1
我有个同学,在某大厂当程序员。
前两年他觉得一线城市压力太大,牙一咬辞了职,打算回老家找份轻松的工作。
前天他忽然找我喝酒,说自己又回来当程序员了,而且还是在原来那个公司。
我问他,是不是有什么事缺钱了,打算再赚几年钱?
他想了一下,说,这事和钱有关,但也可以说无关。
他只是被小城市卷怕了。
我有些诧异,卷怕了?
他说,你没听错,很多中小城市比一二线城市更卷,只是卷的方向不一样。
程序员留在大城市,去大厂拿高薪确实是小概率事件。
但别管这个概率是十分之一还是百分之一,起码那里真的有大厂,大厂真的认技术,努努力还是有机会的。
你靠自己的技术,万事不求人。
但是在中小城市,你要遵循的是另一套游戏规则。
小地方因为资源总量太少,大部分人被迫躺平,只有少部分人有资格参与竞争。
我们那里把卷叫求上进,如果没有一定的背景、圈子和根基,你连求上进的机会都没有。
你只能选择摸鱼,因为努力也没用。
想卷,也是有门槛的。
这是比大城市更残酷的竞争,不见血,但更无奈。
对,连“卷”这件事都卷起来了,你说魔幻不魔幻?
而且就算卷赢了,你也大概率待不住。因为老家没地方花钱啊。东西便宜是便宜,但你总不能每个月只买米面粮油吧?
至于你说网购?那确实是可以。
但你怎么解决各种精神文化消费呢?没有演唱会,综合体就那么点店,没有文化展览,没有艺术,甚至一起踢球打球的都不多,人被困住了。
最后,他摇摇头苦笑着说,他现在更理解那些拼命留在大城市的年轻人了。
虽然苦,但大城市有大厂,有高新企业,有能让他们赚到钱的岗位和能把钱花出去的商业配套。
某种意义上,那里才是年轻人熟悉的世界和生活。
我说,你是在抨击中小城市吗?
他说不是的,他只是在惋惜:
年轻人的选择没错,但没有被年轻人选择的那些中小城市也没有错。
哪个中小城市不是盼星星盼月亮一样期盼大厂入驻的?哪怕是个中小型公司,也能拿到很大的政策支持。
但在很多大企业眼里,那些中小城市只是一个个“下沉市场”,唯一的价值就是提供他们在一二线城市卷不动了以后的所谓增量,这难道不是一种傲慢吗?

• **你的任务**:
a – 在这篇谈小城市内卷的短文里,“年轻人的选择没错,但没有被年轻人选择的那些中小城市也没有错。”这句话译成英语该怎么说?
b – 能否接着这篇谈小城市内卷的短文,从最后一句之后往下续写?

[指点数据集中的条目]

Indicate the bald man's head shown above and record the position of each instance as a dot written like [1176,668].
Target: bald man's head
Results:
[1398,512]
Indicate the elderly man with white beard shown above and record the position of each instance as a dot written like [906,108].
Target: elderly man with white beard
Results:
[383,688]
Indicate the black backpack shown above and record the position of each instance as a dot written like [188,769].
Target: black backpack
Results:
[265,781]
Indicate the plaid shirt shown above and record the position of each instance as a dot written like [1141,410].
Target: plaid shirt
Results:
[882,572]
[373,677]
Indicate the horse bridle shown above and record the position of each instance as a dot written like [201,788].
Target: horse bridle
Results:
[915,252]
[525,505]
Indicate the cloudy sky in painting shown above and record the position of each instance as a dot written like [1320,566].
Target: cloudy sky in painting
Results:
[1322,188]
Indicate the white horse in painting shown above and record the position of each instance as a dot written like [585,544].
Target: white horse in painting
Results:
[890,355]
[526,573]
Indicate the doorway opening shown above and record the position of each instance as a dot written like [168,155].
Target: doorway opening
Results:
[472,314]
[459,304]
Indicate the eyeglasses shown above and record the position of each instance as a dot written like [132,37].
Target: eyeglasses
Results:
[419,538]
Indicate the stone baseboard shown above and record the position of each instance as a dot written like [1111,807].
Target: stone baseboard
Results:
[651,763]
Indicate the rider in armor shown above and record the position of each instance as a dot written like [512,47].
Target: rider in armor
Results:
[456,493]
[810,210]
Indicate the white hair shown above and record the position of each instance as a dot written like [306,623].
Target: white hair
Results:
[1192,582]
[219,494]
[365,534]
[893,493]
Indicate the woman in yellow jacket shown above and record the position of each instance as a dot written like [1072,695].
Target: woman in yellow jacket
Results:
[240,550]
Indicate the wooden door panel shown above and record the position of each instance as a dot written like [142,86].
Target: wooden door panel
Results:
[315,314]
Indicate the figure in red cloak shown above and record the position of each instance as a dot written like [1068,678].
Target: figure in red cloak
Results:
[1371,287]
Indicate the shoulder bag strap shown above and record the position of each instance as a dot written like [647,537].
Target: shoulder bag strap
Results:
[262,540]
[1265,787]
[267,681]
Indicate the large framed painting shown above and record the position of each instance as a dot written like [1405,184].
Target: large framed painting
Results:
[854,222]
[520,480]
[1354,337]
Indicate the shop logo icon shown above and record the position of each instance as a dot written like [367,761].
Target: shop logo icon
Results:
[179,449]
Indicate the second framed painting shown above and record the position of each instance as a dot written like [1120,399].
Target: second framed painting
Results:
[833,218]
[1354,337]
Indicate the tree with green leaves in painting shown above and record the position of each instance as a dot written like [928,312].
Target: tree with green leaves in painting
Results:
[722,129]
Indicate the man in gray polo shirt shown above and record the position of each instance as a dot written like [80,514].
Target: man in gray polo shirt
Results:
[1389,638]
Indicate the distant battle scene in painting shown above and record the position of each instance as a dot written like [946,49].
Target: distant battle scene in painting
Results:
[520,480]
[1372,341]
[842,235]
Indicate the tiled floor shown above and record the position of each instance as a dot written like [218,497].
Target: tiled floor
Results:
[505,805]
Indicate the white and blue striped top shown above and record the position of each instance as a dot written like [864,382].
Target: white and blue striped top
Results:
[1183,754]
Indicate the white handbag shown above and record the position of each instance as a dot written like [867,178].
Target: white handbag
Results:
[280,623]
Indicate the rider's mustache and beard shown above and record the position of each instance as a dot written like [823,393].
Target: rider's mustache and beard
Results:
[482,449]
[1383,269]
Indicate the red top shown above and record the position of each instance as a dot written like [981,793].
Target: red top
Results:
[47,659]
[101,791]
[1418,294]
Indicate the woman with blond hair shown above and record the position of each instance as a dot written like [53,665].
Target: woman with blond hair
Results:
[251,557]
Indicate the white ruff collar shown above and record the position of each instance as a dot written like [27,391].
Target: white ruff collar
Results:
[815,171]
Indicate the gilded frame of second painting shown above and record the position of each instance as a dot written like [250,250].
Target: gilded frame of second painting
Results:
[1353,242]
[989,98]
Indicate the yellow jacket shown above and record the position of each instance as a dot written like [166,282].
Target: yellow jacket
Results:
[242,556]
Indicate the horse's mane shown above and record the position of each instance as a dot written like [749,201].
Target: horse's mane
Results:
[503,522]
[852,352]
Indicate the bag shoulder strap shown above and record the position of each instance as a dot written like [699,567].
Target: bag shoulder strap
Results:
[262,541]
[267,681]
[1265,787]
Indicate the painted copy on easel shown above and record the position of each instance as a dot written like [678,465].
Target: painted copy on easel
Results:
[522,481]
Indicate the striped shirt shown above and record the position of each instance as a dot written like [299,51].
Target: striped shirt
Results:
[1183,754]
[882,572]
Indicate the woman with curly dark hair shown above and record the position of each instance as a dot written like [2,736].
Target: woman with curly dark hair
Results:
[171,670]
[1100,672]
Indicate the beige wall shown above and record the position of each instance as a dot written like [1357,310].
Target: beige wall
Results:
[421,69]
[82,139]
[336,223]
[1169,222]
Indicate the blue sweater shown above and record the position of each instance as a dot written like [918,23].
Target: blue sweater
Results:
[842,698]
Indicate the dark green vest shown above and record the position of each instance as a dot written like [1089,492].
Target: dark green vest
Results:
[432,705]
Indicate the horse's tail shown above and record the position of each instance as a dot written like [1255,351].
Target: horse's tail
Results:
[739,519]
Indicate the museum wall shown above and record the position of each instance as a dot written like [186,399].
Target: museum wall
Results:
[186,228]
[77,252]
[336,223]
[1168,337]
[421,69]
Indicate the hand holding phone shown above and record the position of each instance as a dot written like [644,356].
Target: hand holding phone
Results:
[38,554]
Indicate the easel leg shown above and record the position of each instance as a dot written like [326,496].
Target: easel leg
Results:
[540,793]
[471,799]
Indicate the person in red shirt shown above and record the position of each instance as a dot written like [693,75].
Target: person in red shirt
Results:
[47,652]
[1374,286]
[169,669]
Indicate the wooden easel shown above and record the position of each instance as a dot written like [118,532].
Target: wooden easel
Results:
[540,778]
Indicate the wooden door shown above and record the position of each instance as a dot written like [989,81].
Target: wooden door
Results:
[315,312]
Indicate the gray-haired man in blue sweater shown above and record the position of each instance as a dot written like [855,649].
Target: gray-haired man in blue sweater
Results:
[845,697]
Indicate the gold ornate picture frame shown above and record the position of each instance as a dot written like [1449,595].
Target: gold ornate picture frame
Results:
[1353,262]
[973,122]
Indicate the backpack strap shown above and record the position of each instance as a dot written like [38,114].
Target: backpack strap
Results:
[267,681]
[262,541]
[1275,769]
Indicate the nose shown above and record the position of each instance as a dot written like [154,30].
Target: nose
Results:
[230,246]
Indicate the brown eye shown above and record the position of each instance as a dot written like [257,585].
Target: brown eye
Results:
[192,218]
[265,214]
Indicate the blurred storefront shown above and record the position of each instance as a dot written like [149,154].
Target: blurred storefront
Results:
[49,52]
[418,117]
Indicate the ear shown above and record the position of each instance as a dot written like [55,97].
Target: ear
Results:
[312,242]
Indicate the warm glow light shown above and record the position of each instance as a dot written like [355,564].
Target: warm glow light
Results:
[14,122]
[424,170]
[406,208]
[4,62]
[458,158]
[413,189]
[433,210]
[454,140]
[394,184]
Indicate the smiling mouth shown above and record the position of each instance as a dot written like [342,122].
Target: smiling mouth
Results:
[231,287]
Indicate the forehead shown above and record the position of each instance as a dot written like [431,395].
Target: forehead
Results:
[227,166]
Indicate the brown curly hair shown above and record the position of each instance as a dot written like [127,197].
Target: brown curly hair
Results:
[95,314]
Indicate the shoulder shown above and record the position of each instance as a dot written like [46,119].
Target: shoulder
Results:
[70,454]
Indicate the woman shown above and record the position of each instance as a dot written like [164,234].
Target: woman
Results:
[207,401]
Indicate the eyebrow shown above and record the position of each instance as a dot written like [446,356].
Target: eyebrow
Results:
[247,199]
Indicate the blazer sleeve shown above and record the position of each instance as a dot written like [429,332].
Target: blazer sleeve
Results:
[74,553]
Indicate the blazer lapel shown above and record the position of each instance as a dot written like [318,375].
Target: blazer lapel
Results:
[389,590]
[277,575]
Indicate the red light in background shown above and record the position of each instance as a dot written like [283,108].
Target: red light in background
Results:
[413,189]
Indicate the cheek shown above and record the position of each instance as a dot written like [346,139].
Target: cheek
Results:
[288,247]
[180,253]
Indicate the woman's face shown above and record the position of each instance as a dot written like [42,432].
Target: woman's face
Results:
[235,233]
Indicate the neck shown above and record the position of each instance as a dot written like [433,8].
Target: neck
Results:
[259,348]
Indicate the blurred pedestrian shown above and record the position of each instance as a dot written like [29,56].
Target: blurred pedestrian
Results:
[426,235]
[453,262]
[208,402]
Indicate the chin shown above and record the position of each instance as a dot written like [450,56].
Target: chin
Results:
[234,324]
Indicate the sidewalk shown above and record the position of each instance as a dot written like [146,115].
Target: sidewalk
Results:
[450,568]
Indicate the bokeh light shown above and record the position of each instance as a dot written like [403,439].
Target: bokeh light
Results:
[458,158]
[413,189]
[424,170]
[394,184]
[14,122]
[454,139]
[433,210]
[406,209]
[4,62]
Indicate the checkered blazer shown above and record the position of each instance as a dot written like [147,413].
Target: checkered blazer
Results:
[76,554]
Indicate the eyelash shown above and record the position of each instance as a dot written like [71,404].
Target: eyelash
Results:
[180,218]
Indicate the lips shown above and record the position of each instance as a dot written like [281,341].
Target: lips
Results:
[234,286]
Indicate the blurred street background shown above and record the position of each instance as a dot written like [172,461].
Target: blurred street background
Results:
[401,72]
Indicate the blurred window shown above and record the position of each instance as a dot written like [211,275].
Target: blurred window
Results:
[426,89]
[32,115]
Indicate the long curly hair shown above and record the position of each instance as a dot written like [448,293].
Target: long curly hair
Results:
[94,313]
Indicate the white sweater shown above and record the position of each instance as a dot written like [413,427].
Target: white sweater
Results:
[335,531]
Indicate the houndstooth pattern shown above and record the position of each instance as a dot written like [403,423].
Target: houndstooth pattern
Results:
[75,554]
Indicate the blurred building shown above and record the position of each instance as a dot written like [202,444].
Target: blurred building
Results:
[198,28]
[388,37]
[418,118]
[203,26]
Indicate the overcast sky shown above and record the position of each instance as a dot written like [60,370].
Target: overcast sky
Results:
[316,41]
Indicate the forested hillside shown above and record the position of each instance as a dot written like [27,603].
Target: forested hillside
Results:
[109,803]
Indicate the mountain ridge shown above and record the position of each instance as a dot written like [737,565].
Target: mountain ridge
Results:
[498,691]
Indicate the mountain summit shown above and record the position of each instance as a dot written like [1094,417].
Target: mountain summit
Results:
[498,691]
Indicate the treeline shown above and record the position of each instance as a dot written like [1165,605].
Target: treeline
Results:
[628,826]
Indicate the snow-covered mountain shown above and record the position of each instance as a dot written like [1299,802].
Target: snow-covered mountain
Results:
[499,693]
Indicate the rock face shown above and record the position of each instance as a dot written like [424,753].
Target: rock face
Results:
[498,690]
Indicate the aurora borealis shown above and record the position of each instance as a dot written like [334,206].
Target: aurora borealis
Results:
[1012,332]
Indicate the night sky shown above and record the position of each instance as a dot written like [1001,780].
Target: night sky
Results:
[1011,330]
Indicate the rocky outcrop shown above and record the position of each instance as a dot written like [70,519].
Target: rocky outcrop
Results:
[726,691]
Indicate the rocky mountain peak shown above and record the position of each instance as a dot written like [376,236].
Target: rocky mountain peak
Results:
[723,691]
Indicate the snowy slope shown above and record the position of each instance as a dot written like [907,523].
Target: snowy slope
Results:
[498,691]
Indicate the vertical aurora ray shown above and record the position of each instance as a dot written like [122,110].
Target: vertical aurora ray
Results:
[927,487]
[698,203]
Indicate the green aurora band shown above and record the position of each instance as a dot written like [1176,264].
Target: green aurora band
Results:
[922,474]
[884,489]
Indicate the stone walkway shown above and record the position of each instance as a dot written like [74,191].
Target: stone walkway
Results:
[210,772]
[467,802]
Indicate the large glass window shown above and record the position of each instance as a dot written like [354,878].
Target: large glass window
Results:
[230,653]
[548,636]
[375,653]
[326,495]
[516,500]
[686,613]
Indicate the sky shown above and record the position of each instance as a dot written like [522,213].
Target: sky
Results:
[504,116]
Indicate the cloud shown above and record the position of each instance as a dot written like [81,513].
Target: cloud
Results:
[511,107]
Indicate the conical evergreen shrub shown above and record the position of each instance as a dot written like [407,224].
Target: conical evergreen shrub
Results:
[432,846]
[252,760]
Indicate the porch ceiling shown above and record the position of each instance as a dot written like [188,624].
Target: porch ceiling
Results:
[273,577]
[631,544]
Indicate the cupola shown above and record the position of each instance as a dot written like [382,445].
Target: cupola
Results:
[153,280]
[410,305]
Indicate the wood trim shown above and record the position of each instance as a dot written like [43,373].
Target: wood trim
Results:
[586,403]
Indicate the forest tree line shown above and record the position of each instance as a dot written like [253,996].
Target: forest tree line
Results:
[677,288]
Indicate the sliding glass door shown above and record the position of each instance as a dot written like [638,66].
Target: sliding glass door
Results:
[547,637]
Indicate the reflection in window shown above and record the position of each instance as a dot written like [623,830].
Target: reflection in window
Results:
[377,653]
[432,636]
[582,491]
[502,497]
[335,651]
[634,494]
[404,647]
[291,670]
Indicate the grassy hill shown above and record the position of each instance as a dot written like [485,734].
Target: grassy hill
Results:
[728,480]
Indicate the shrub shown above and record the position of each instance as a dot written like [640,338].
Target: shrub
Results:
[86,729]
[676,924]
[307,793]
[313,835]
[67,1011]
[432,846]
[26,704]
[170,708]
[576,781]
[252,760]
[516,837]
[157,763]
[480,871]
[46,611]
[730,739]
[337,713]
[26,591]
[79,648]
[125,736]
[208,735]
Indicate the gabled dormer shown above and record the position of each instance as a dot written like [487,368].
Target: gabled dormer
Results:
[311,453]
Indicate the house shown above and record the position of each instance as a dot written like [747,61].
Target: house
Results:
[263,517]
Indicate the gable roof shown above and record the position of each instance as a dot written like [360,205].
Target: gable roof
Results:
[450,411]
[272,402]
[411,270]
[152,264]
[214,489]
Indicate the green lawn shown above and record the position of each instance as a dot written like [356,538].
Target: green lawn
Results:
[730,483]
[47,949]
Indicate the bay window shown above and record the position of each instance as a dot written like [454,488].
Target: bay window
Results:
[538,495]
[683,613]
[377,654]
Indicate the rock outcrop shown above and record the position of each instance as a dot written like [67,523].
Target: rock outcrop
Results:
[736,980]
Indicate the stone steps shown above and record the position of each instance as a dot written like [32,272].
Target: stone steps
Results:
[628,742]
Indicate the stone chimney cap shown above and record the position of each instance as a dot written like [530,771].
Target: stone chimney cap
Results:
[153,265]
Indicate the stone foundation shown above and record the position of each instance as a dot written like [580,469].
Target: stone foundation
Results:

• **任务答案**:
a – The choice young people make is not wrong, but neither are the small and mid-sized cities that young people did not choose.

b –
他们的流量思维里,看不到真实的喜怒哀乐,只看得到手机里还可以装更多APP,工资还可以买更多便宜商品。
但那些中小城市也是我们的家乡啊,家乡不应该只是市场,也可以是商业的源头,是业务驻扎的基地。
我觉得他的态度有点偏激,但仔细想想,好像也不无道理。
无论是大城市还是小城市,都存在两种利益,一种是存量利益,一种是增量利益。
如果一个大企业只把小城市当成所谓的“下沉市场”,甚至利用体量优势打压城市里原有的小商家,自己垄断当地市场。那就算这个企业赚到了很多钱,也只是对存量利益的再分配,没有创造任何新价值。
按生物学的说法,这种关系叫寄生。
一个有底线的企业,不能满足于寄生在城市上,而应该和城市互利共生。
就拿京东和宿迁举例吧,这就是一个用时间验证过的共生模型。
它们俩的故事,证明了中小城市和企业之间,绝不仅仅是市场和卖家的关系。
企业可以做更多。
也可以得到更多。
2
京东和宿迁的缘分,是从客服中心开始的。
有个京东采销部门的员工讲过2007年的京东是怎么运行的:
办公室里八排座位,前两排是客服,最后两排是售后,中间四排都是采销。
每次采销打电话的时候,客服主管就要站起来让他们小声一点:
我们正在接客户电话,你们采销部门讨价还价的声音全给客户听见了,多尴尬。
京东当时已经有了华北、华东和华南三个分公司。每个分公司都在不同的地方,各有自己的一批客服团队。客服的办公场所和其他部门互相重叠,也互相干扰。
为了解决这个问题,京东打算建一个集约式的客服中心,把所有客服集中在一起办公。
在选址的时候,宿迁人刘强东坚持要选在宿迁。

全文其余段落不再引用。